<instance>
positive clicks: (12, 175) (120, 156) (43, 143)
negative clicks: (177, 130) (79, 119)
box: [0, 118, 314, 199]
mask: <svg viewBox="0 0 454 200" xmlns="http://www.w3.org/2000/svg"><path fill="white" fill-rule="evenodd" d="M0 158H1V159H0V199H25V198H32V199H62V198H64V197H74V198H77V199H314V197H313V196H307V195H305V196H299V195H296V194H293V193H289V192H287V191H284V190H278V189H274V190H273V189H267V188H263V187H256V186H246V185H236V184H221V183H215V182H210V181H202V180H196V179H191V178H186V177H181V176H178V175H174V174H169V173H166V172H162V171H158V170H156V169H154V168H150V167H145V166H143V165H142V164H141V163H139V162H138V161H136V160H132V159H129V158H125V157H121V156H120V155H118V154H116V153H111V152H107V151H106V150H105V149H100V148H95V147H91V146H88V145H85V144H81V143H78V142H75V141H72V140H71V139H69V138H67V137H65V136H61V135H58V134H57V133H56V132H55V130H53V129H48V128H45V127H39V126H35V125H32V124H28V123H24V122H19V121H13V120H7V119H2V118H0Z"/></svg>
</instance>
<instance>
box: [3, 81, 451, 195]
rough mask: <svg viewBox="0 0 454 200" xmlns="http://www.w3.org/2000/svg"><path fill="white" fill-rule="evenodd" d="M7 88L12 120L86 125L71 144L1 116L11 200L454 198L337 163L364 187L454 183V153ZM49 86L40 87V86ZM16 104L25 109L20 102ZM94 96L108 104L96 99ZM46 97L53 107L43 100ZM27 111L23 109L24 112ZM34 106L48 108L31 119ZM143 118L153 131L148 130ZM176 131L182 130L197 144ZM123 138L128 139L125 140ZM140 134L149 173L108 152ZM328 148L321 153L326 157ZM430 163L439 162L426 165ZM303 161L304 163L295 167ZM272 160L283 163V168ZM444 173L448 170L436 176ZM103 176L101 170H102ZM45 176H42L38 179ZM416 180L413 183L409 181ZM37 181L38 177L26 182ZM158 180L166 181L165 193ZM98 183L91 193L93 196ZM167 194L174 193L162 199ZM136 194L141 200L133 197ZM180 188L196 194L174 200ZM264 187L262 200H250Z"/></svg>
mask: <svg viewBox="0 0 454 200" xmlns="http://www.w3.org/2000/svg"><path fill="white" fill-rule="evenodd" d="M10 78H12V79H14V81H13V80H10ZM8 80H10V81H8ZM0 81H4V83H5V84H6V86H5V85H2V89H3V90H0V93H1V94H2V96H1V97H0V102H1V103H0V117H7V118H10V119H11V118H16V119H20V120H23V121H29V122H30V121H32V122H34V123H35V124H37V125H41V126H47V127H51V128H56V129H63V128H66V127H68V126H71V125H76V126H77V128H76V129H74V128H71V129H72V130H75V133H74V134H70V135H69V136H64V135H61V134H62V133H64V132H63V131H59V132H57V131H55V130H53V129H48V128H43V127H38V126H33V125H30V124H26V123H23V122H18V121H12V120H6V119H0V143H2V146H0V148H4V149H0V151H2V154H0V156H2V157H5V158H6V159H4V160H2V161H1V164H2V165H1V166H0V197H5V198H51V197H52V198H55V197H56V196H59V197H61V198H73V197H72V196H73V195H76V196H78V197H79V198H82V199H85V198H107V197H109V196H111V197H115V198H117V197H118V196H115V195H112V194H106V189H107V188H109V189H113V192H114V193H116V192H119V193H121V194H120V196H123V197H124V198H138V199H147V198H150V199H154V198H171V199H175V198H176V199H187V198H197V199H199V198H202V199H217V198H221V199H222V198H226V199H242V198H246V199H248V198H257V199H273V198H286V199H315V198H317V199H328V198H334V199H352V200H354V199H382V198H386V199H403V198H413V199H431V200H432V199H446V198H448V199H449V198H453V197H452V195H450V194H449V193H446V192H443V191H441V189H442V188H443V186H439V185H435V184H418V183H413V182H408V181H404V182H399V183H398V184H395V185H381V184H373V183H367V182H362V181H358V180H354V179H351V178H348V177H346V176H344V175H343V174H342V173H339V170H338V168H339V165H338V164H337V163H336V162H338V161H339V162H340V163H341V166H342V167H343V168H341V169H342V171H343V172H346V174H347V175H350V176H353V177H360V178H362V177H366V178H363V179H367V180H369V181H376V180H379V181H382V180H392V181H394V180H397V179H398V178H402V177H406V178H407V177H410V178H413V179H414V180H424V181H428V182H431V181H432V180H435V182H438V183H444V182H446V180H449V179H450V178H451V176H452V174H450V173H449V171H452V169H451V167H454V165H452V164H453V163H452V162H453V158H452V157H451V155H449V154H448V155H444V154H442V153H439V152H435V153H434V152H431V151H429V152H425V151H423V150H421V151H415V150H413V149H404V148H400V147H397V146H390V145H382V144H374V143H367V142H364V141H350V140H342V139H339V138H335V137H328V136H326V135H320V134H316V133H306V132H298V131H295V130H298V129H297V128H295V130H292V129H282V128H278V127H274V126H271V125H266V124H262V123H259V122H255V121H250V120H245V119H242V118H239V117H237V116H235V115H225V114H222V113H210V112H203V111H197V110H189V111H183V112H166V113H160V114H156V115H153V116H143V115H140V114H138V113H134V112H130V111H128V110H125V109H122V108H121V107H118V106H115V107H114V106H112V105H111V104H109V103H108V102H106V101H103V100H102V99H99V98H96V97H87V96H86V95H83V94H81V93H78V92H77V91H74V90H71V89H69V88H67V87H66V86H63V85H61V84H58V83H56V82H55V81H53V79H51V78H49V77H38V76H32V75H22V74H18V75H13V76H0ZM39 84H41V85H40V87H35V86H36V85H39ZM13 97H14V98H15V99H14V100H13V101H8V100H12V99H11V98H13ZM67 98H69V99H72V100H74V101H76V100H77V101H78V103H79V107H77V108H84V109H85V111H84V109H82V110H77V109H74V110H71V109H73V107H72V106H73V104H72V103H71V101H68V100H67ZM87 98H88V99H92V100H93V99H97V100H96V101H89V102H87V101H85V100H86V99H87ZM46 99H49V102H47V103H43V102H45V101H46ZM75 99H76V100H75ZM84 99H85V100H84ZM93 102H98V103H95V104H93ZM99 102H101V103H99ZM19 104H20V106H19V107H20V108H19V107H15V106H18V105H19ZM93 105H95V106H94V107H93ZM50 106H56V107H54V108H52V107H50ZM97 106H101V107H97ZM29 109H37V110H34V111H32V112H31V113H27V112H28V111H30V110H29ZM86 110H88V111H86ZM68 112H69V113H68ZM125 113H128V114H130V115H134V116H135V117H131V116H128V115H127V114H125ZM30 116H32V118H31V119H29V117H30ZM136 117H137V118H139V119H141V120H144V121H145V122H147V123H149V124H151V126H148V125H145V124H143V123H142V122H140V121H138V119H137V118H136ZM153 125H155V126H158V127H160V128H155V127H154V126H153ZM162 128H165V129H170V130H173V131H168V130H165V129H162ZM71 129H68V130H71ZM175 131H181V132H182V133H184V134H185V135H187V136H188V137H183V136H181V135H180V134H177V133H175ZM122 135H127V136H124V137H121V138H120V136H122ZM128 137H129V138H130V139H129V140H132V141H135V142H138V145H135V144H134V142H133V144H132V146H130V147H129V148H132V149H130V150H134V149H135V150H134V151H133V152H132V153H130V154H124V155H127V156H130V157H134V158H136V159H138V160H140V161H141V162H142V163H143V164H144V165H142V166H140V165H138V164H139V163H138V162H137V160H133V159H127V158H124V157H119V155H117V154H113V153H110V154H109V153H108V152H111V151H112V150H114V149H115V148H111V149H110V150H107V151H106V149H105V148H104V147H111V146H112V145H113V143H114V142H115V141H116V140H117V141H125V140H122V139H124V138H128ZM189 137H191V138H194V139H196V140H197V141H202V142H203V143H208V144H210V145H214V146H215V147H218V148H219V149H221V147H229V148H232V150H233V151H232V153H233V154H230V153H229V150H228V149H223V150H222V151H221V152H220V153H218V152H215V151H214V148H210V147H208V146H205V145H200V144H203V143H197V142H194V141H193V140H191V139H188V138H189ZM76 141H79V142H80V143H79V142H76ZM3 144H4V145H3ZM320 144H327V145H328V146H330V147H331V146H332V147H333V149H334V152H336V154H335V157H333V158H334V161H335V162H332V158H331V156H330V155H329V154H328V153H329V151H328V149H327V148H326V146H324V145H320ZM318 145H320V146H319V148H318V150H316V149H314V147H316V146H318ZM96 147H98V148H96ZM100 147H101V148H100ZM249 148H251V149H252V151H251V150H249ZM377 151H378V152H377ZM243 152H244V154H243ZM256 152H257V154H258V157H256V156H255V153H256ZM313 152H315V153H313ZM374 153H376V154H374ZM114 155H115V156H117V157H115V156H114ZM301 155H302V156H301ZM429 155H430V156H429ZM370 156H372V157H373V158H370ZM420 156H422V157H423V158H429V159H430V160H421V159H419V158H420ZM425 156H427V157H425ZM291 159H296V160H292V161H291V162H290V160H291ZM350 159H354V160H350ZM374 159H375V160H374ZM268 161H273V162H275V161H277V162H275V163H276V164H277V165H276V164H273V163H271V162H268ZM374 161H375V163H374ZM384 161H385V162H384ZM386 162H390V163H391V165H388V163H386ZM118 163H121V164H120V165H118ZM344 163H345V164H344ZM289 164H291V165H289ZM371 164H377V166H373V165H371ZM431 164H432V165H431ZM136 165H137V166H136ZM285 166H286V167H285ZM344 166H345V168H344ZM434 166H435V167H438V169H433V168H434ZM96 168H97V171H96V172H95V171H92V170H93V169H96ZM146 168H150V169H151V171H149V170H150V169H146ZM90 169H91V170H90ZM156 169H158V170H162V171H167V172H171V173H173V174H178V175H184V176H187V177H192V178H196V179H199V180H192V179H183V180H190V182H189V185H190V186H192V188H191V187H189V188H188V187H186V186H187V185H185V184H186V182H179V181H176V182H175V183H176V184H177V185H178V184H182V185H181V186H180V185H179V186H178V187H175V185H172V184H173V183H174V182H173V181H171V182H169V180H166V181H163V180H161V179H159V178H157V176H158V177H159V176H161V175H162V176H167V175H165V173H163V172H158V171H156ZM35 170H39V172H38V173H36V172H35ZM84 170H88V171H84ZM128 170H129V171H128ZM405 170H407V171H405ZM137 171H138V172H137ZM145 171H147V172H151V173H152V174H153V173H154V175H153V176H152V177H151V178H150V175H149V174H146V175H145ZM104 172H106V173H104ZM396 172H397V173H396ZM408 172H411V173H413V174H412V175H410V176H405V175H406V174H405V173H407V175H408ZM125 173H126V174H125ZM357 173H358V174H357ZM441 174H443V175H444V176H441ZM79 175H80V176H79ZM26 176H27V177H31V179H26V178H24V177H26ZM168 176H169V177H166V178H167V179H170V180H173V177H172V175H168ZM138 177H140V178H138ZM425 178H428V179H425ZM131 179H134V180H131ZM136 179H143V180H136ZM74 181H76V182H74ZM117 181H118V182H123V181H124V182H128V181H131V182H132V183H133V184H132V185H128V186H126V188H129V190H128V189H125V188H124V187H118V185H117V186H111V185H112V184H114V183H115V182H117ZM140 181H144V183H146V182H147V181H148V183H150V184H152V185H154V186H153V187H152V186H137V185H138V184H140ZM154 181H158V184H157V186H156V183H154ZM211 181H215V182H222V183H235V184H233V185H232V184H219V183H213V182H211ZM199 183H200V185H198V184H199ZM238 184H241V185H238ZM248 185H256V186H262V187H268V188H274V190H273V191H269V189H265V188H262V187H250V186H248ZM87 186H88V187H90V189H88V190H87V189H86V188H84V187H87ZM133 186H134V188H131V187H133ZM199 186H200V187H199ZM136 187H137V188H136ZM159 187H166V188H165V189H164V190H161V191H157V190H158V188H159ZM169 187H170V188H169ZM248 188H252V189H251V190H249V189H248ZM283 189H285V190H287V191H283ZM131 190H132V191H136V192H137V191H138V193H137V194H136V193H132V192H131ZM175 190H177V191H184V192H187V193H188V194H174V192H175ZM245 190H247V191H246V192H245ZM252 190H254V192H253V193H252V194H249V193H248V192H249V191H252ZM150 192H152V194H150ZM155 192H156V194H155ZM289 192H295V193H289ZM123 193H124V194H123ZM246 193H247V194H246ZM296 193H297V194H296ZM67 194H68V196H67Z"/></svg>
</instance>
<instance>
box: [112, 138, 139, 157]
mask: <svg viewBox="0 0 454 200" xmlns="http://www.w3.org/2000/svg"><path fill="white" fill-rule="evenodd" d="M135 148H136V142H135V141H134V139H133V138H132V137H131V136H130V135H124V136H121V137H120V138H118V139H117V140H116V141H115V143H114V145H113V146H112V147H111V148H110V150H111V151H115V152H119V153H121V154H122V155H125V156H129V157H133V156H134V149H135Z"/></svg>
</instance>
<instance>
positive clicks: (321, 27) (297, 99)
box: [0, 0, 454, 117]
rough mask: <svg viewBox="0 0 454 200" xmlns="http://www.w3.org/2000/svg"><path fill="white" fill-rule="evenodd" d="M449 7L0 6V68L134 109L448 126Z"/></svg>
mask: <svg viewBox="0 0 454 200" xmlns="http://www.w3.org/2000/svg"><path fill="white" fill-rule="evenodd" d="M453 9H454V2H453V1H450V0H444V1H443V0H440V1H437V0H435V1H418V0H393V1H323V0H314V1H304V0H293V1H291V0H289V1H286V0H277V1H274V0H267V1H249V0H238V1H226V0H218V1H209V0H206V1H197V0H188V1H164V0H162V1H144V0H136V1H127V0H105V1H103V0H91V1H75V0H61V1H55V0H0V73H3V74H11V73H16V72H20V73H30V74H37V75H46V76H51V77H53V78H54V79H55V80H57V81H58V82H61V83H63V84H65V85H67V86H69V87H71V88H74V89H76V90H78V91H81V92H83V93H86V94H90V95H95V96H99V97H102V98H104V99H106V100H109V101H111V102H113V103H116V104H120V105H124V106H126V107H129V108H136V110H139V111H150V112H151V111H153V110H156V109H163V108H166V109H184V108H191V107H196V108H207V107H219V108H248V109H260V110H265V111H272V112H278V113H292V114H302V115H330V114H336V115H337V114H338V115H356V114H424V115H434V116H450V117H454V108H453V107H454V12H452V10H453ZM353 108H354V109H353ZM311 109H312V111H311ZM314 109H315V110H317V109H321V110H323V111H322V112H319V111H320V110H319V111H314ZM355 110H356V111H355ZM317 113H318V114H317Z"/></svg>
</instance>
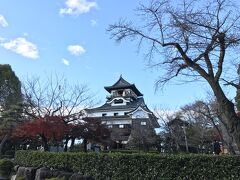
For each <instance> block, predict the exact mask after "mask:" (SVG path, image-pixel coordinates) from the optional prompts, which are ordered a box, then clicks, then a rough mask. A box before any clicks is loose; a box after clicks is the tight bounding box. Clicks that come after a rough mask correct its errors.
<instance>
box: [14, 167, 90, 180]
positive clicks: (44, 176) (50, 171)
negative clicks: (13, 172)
mask: <svg viewBox="0 0 240 180" xmlns="http://www.w3.org/2000/svg"><path fill="white" fill-rule="evenodd" d="M14 168H15V171H16V172H17V173H16V175H14V176H12V178H11V180H45V179H51V178H56V179H62V180H94V178H92V177H90V176H84V175H82V174H81V173H71V172H65V171H60V170H54V169H50V168H46V167H42V168H35V167H19V166H15V167H14Z"/></svg>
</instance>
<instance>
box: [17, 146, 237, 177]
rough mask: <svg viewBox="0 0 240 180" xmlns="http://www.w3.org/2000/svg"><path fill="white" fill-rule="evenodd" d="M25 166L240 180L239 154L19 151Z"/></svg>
mask: <svg viewBox="0 0 240 180" xmlns="http://www.w3.org/2000/svg"><path fill="white" fill-rule="evenodd" d="M15 161H16V162H15V163H16V164H18V165H22V166H34V167H43V166H44V167H52V168H56V169H64V170H72V171H74V172H81V173H83V174H84V175H90V176H93V177H95V178H96V179H104V180H105V179H114V180H125V179H129V180H130V179H131V180H132V179H133V180H134V179H139V180H140V179H142V180H145V179H154V180H155V179H201V180H203V179H211V180H212V179H240V156H212V155H211V156H210V155H156V154H119V153H109V154H104V153H98V154H95V153H52V152H37V151H17V152H16V157H15Z"/></svg>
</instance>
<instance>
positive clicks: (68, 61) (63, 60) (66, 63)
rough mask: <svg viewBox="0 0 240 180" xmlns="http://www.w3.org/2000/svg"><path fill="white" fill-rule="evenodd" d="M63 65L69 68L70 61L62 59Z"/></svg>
mask: <svg viewBox="0 0 240 180" xmlns="http://www.w3.org/2000/svg"><path fill="white" fill-rule="evenodd" d="M62 63H63V64H65V65H66V66H69V64H70V63H69V61H68V60H67V59H64V58H62Z"/></svg>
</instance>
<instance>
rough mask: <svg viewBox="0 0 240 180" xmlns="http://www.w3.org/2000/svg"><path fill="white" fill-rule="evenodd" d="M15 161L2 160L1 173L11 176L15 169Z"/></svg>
mask: <svg viewBox="0 0 240 180" xmlns="http://www.w3.org/2000/svg"><path fill="white" fill-rule="evenodd" d="M13 166H14V164H13V162H12V161H10V160H7V159H1V160H0V175H2V176H9V175H10V174H11V172H12V170H13Z"/></svg>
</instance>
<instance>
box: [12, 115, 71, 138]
mask: <svg viewBox="0 0 240 180" xmlns="http://www.w3.org/2000/svg"><path fill="white" fill-rule="evenodd" d="M67 131H68V127H67V126H66V125H65V124H64V121H63V120H62V118H61V117H58V116H53V117H45V118H38V119H34V120H31V121H28V122H25V123H23V124H21V125H20V126H19V127H18V128H17V129H16V131H15V133H14V135H15V136H17V137H20V138H36V136H45V137H46V138H47V139H48V140H50V139H54V140H61V139H62V138H63V137H64V134H66V133H67Z"/></svg>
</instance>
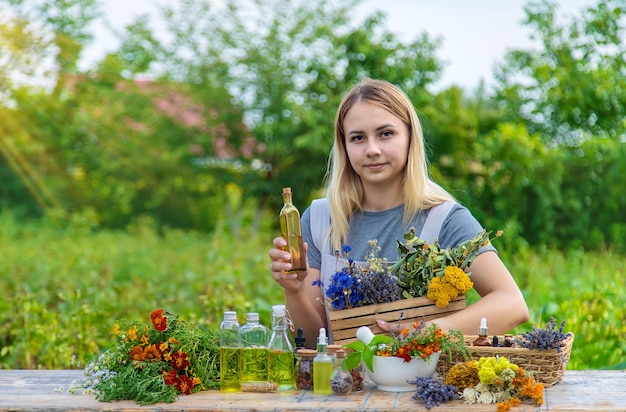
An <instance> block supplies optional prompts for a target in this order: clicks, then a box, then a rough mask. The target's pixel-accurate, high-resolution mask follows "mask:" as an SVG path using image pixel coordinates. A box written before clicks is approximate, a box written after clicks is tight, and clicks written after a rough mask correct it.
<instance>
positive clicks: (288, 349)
● ● ● ● ●
- [EXERCISE REQUIREMENTS]
Where the listing above reaches the line that contains "positive clicks: (44, 176) (50, 171)", start retyping, and finish with the line that contains "positive clicks: (68, 61) (63, 60) (66, 63)"; reproduce those lines exactly and no others.

- [YOUR SOLUTION]
positive clicks: (44, 176) (50, 171)
negative clicks: (13, 172)
mask: <svg viewBox="0 0 240 180" xmlns="http://www.w3.org/2000/svg"><path fill="white" fill-rule="evenodd" d="M14 168H15V171H16V172H17V173H16V175H14V176H12V178H11V180H45V179H51V178H56V179H62V180H94V178H92V177H90V176H84V175H82V174H81V173H71V172H65V171H60V170H54V169H50V168H46V167H42V168H35V167H19V166H15V167H14Z"/></svg>
</instance>
<instance>
box: [17, 146, 237, 177]
rough mask: <svg viewBox="0 0 240 180" xmlns="http://www.w3.org/2000/svg"><path fill="white" fill-rule="evenodd" d="M25 166L240 180L239 154L19 151Z"/></svg>
mask: <svg viewBox="0 0 240 180" xmlns="http://www.w3.org/2000/svg"><path fill="white" fill-rule="evenodd" d="M15 161H16V162H15V163H16V164H18V165H22V166H34V167H43V166H44V167H52V168H56V169H64V170H72V171H74V172H81V173H83V174H84V175H90V176H93V177H95V178H96V179H104V180H105V179H114V180H125V179H129V180H130V179H131V180H132V179H133V180H134V179H139V180H140V179H142V180H145V179H154V180H155V179H201V180H203V179H211V180H212V179H240V156H212V155H211V156H210V155H156V154H119V153H109V154H104V153H98V154H95V153H52V152H37V151H17V152H16V157H15Z"/></svg>
</instance>
<instance>
positive clicks: (68, 61) (63, 60) (66, 63)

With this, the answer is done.